WHAT TO WORK ON
When the line containing "You receive <instance>" appears in the entries below, begin printing there and stop after the line containing "box: [12, 21, 77, 78]"; print each of those lines exactly and no other line.

======== SOURCE MATERIAL

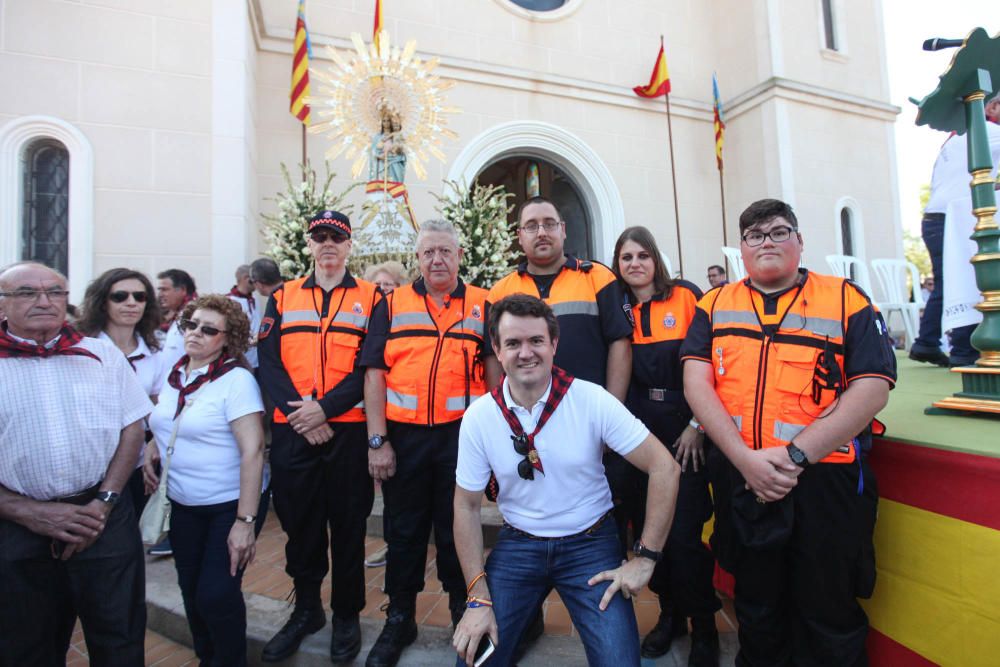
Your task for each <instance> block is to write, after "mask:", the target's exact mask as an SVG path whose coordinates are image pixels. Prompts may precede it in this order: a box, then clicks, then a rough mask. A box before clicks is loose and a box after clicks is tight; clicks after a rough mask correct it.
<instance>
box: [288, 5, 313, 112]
mask: <svg viewBox="0 0 1000 667" xmlns="http://www.w3.org/2000/svg"><path fill="white" fill-rule="evenodd" d="M292 53H293V54H294V55H293V57H292V92H291V95H290V96H289V97H290V99H291V104H290V105H289V107H288V109H289V111H291V112H292V115H293V116H295V117H296V118H298V119H299V120H300V121H302V124H303V125H309V111H310V110H309V105H308V104H306V98H307V97H308V96H309V58H311V57H312V44H311V43H310V42H309V29H308V28H306V0H299V13H298V16H297V17H296V19H295V46H294V47H293V49H292Z"/></svg>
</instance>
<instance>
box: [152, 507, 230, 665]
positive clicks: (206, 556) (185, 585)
mask: <svg viewBox="0 0 1000 667" xmlns="http://www.w3.org/2000/svg"><path fill="white" fill-rule="evenodd" d="M237 504H238V503H237V501H235V500H233V501H230V502H226V503H219V504H216V505H199V506H192V505H182V504H180V503H177V502H171V505H172V510H171V512H170V545H171V546H172V547H173V550H174V565H175V566H176V567H177V583H178V585H179V586H180V589H181V596H182V598H183V600H184V613H185V615H186V616H187V621H188V627H190V628H191V637H192V639H193V640H194V641H193V643H194V652H195V654H196V655H197V656H198V658H199V660H201V664H202V665H205V666H206V667H209V666H210V665H219V666H220V667H223V666H225V667H229V666H232V667H239V666H240V665H246V664H247V641H246V632H247V614H246V605H245V604H244V602H243V592H242V590H241V589H240V585H241V583H242V581H243V571H242V570H238V571H237V573H236V576H235V577H233V576H231V575H230V574H229V546H228V544H227V539H228V538H229V531H231V530H232V528H233V524H234V523H235V522H236V508H237Z"/></svg>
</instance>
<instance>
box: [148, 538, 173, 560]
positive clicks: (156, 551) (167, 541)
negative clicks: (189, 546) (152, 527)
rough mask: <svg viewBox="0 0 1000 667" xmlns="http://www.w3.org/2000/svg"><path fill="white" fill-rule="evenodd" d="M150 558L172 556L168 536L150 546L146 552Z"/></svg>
mask: <svg viewBox="0 0 1000 667" xmlns="http://www.w3.org/2000/svg"><path fill="white" fill-rule="evenodd" d="M146 553H148V554H149V555H150V556H173V555H174V550H173V547H171V546H170V535H167V536H166V537H164V538H163V539H162V540H160V541H159V542H157V543H156V544H154V545H153V546H151V547H150V548H149V549H147V550H146Z"/></svg>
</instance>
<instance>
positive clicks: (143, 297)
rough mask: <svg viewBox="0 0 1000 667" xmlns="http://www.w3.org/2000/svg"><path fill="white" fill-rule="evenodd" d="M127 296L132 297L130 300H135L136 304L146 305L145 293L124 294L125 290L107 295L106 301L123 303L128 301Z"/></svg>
mask: <svg viewBox="0 0 1000 667" xmlns="http://www.w3.org/2000/svg"><path fill="white" fill-rule="evenodd" d="M129 294H131V295H132V298H133V299H135V302H136V303H146V293H145V292H126V291H125V290H119V291H117V292H112V293H111V294H109V295H108V299H110V300H111V301H113V302H115V303H125V301H126V300H128V295H129Z"/></svg>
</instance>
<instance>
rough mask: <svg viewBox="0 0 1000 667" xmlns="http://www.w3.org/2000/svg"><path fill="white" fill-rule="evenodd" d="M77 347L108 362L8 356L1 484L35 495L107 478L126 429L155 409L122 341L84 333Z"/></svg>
mask: <svg viewBox="0 0 1000 667" xmlns="http://www.w3.org/2000/svg"><path fill="white" fill-rule="evenodd" d="M51 342H52V341H50V344H51ZM77 347H80V348H83V349H86V350H89V351H91V352H93V353H94V354H96V355H97V356H98V357H99V358H100V360H101V361H100V362H98V361H96V360H94V359H91V358H90V357H83V356H69V355H58V356H54V357H48V358H44V359H43V358H41V357H16V358H11V359H0V484H2V485H3V486H5V487H7V488H8V489H10V490H11V491H13V492H15V493H20V494H21V495H24V496H28V497H30V498H34V499H35V500H51V499H53V498H61V497H64V496H70V495H73V494H76V493H79V492H81V491H84V490H85V489H87V488H89V487H91V486H93V485H94V484H96V483H98V482H100V481H101V480H102V479H104V474H105V473H106V472H107V469H108V464H109V463H111V458H112V457H113V456H114V454H115V452H116V451H117V449H118V441H119V439H120V437H121V430H122V429H123V428H124V427H126V426H128V425H129V424H131V423H133V422H136V421H138V420H140V419H142V418H143V417H145V416H146V415H148V414H149V412H150V410H152V409H153V404H152V403H150V401H149V398H148V397H147V395H146V392H145V391H143V388H142V387H141V386H140V385H139V381H138V379H136V374H135V373H134V372H132V369H131V368H130V367H129V365H128V362H127V361H126V360H125V355H123V354H122V353H121V351H120V350H119V349H118V348H117V347H115V346H114V344H112V343H108V342H106V341H103V340H99V339H97V338H84V339H82V340H81V341H80V343H78V344H77Z"/></svg>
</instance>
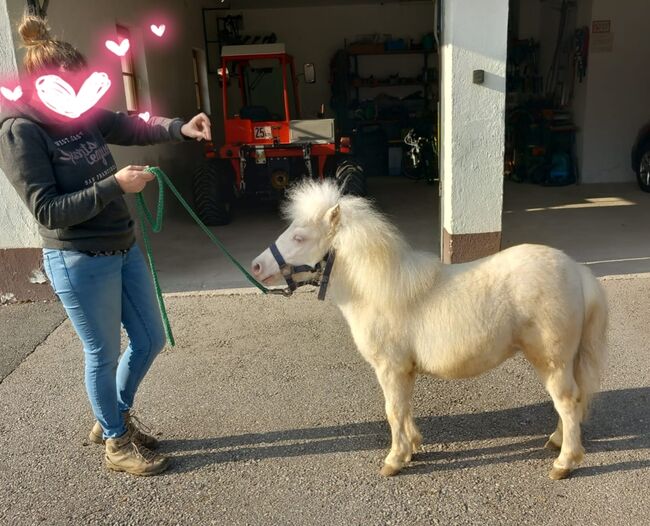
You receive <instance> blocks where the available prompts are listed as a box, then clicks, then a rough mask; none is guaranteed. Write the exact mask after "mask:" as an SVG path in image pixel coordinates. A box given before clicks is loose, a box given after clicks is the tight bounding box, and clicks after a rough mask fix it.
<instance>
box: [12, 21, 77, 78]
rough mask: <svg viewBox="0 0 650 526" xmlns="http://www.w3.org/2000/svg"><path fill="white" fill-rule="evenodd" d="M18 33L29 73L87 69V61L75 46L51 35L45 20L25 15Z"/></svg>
mask: <svg viewBox="0 0 650 526" xmlns="http://www.w3.org/2000/svg"><path fill="white" fill-rule="evenodd" d="M18 32H19V33H20V36H21V38H22V40H23V44H24V46H25V48H26V52H25V57H24V59H23V65H24V67H25V70H26V71H27V72H28V73H30V74H37V73H41V72H47V71H59V70H64V71H79V70H81V69H83V68H85V67H86V59H85V58H84V56H83V55H82V54H81V53H80V52H79V51H77V49H76V48H75V47H74V46H73V45H71V44H68V43H67V42H62V41H61V40H57V39H55V38H53V37H52V35H50V28H49V27H48V25H47V22H46V21H45V20H44V19H43V18H39V17H36V16H31V15H25V16H24V17H23V20H22V22H21V23H20V26H19V27H18Z"/></svg>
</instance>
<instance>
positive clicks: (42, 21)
mask: <svg viewBox="0 0 650 526" xmlns="http://www.w3.org/2000/svg"><path fill="white" fill-rule="evenodd" d="M18 32H19V33H20V36H21V37H22V39H23V43H24V44H25V45H26V46H35V45H38V44H39V43H41V42H44V41H47V40H51V39H52V37H51V36H50V28H49V27H48V25H47V22H46V20H45V19H43V18H40V17H37V16H25V17H24V18H23V20H22V22H21V24H20V27H19V28H18Z"/></svg>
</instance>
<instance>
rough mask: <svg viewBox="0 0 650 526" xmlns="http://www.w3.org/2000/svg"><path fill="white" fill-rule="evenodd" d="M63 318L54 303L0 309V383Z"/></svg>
mask: <svg viewBox="0 0 650 526" xmlns="http://www.w3.org/2000/svg"><path fill="white" fill-rule="evenodd" d="M64 319H65V311H64V310H63V307H62V306H61V304H60V303H57V302H38V303H21V304H17V305H4V306H0V328H1V330H0V382H2V380H3V379H4V378H5V377H6V376H7V375H8V374H9V373H10V372H11V371H13V370H14V369H15V368H16V367H18V365H19V364H20V362H22V361H23V360H24V359H25V357H26V356H27V355H28V354H30V353H31V352H32V351H33V350H34V349H35V348H36V347H37V346H38V345H40V344H41V343H42V342H43V340H45V338H47V337H48V336H49V335H50V333H51V332H52V331H53V330H54V329H55V328H56V327H58V326H59V325H60V324H61V322H62V321H63V320H64Z"/></svg>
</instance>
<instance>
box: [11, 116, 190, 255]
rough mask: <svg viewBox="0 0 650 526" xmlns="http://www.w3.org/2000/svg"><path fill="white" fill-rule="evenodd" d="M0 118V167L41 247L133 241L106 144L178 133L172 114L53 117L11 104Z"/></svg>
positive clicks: (121, 142) (176, 123)
mask: <svg viewBox="0 0 650 526" xmlns="http://www.w3.org/2000/svg"><path fill="white" fill-rule="evenodd" d="M0 121H1V124H0V169H2V171H3V172H4V173H5V174H6V175H7V177H8V178H9V181H10V182H11V184H12V185H13V187H14V188H15V189H16V192H18V195H19V196H20V197H21V199H22V200H23V201H24V203H25V204H26V205H27V207H28V208H29V210H30V211H31V213H32V215H33V216H34V217H35V218H36V220H37V221H38V223H39V232H40V234H41V237H42V238H43V247H44V248H54V249H61V250H80V251H109V250H124V249H128V248H130V247H131V246H132V245H133V243H134V242H135V234H134V230H133V220H132V218H131V215H130V213H129V210H128V208H127V205H126V202H125V200H124V196H123V192H122V189H121V188H120V186H119V184H118V182H117V179H116V178H115V173H116V172H117V166H116V165H115V161H114V159H113V156H112V155H111V152H110V151H109V149H108V144H119V145H125V146H130V145H147V144H156V143H162V142H167V141H173V140H177V141H180V140H182V139H183V137H182V135H181V131H180V130H181V126H182V125H183V121H181V120H180V119H173V120H172V119H164V118H161V117H151V119H150V120H149V122H148V123H145V122H144V121H143V120H142V119H140V118H139V117H137V116H127V115H125V114H123V113H115V112H111V111H107V110H103V109H95V110H93V111H92V113H91V115H89V116H88V117H87V118H86V119H85V120H83V121H79V122H78V121H71V122H69V123H68V122H66V123H61V122H57V121H56V120H55V119H54V118H53V117H50V116H49V115H46V114H45V112H44V111H42V110H37V109H36V108H34V107H31V106H29V105H27V104H19V105H15V106H14V107H13V108H12V109H11V111H10V112H9V113H6V114H5V115H3V116H2V117H0Z"/></svg>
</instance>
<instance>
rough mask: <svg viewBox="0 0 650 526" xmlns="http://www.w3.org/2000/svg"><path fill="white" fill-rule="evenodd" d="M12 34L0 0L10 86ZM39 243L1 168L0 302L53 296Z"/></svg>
mask: <svg viewBox="0 0 650 526" xmlns="http://www.w3.org/2000/svg"><path fill="white" fill-rule="evenodd" d="M13 34H14V32H13V31H12V22H11V20H10V19H9V13H8V11H7V2H6V1H5V0H0V80H1V81H2V83H3V85H5V84H6V85H7V86H11V87H13V85H14V84H15V83H17V82H18V68H17V65H16V47H15V44H14V41H13V37H12V35H13ZM0 98H1V97H0ZM0 104H2V102H1V101H0ZM0 109H2V108H0ZM39 247H40V237H39V235H38V232H37V228H36V222H35V220H34V219H33V218H32V216H31V214H30V213H29V211H28V210H27V208H26V207H25V205H24V204H23V203H22V201H21V200H20V199H19V197H18V194H16V192H15V191H14V189H13V188H12V187H11V185H10V184H9V181H8V180H7V178H6V176H5V174H4V173H2V171H0V304H3V303H7V302H12V301H25V300H36V299H46V298H52V291H51V289H50V287H49V285H48V284H47V283H46V282H45V281H44V279H45V277H44V275H43V272H42V270H41V250H40V248H39Z"/></svg>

================

PROBLEM SOLUTION
You receive <instance> blocks where the available prompts are listed as a box, then clicks, then a rough mask; none is guaranteed. Write the exact mask after "mask:" as an SVG path in image pixel coordinates. A box given before clicks is loose, a box given after clicks is the tight bounding box, and clicks after a rough mask fix it.
<instance>
box: [12, 21, 77, 78]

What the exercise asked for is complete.